> [Written request]: Rewrite the lines from the one containing "Could you point to the white post" through the end of the lines, inclusive, changing "chimney" to "smokestack" and leaving everything else the same.

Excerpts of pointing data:
** Start **

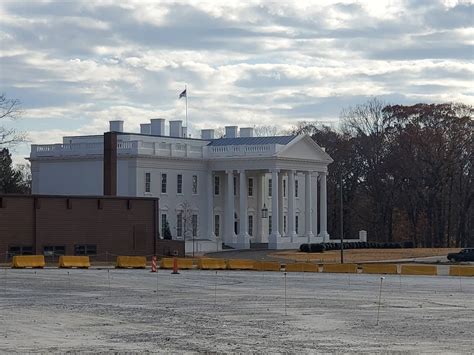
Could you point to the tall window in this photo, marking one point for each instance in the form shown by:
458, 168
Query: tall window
179, 184
163, 183
250, 226
217, 225
147, 182
179, 224
194, 224
163, 224
194, 184
217, 185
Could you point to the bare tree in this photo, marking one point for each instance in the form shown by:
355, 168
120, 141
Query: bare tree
10, 109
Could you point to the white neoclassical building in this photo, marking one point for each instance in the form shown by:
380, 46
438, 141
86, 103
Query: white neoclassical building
235, 190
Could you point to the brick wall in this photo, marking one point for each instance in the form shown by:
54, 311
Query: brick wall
114, 225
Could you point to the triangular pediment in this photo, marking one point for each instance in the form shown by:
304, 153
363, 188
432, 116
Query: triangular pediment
303, 147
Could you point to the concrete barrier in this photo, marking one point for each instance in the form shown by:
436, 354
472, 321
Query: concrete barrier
23, 261
240, 264
302, 267
340, 268
183, 263
131, 262
461, 271
82, 262
408, 269
211, 264
379, 269
267, 265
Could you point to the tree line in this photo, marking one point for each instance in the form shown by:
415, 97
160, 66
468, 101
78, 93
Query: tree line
406, 172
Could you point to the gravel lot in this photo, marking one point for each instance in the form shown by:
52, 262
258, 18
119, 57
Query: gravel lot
55, 310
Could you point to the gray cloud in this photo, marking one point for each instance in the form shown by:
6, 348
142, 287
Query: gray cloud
74, 65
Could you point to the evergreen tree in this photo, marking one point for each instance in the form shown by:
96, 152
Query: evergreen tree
10, 179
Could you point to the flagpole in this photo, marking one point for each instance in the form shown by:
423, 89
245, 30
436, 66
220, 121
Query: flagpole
186, 90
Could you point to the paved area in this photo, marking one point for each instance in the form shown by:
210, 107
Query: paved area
54, 310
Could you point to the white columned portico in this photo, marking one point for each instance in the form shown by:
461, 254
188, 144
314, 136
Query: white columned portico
308, 201
323, 209
210, 205
314, 212
273, 239
243, 240
291, 205
229, 236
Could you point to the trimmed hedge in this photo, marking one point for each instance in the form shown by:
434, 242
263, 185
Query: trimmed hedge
321, 247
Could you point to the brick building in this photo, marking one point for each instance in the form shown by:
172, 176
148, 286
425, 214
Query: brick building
78, 225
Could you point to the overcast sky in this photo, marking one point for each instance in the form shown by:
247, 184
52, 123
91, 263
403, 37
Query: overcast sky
75, 65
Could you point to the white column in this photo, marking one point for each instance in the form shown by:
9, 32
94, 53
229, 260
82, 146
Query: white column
280, 204
275, 210
323, 209
291, 205
210, 205
229, 203
261, 234
314, 191
308, 201
243, 239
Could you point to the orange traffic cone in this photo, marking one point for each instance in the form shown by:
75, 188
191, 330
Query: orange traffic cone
175, 266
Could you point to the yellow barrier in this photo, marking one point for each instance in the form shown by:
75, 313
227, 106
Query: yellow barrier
240, 264
267, 266
461, 271
132, 262
419, 270
183, 263
342, 268
81, 262
379, 269
302, 267
211, 264
22, 261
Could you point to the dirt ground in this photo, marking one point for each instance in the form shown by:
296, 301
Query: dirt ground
100, 310
363, 255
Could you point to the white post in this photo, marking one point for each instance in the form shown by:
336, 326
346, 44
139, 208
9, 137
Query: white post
275, 211
280, 205
243, 239
229, 216
314, 192
323, 209
291, 206
210, 205
308, 201
262, 226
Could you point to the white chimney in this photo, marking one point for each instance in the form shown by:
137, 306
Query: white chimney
176, 129
145, 128
207, 134
231, 131
246, 132
158, 126
116, 126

** End **

> [Solution below]:
Could you point to the white post in this photo, marking one point for each instance in the form shown by:
336, 326
346, 44
139, 208
9, 137
Query: white post
275, 211
280, 205
243, 239
229, 216
314, 192
323, 209
291, 206
210, 205
308, 201
262, 226
Could you point to the white smokestack in this photo, marking one point for each instance in the form shown by:
137, 306
Query: white smokestack
176, 129
145, 128
207, 134
231, 131
246, 132
158, 126
116, 126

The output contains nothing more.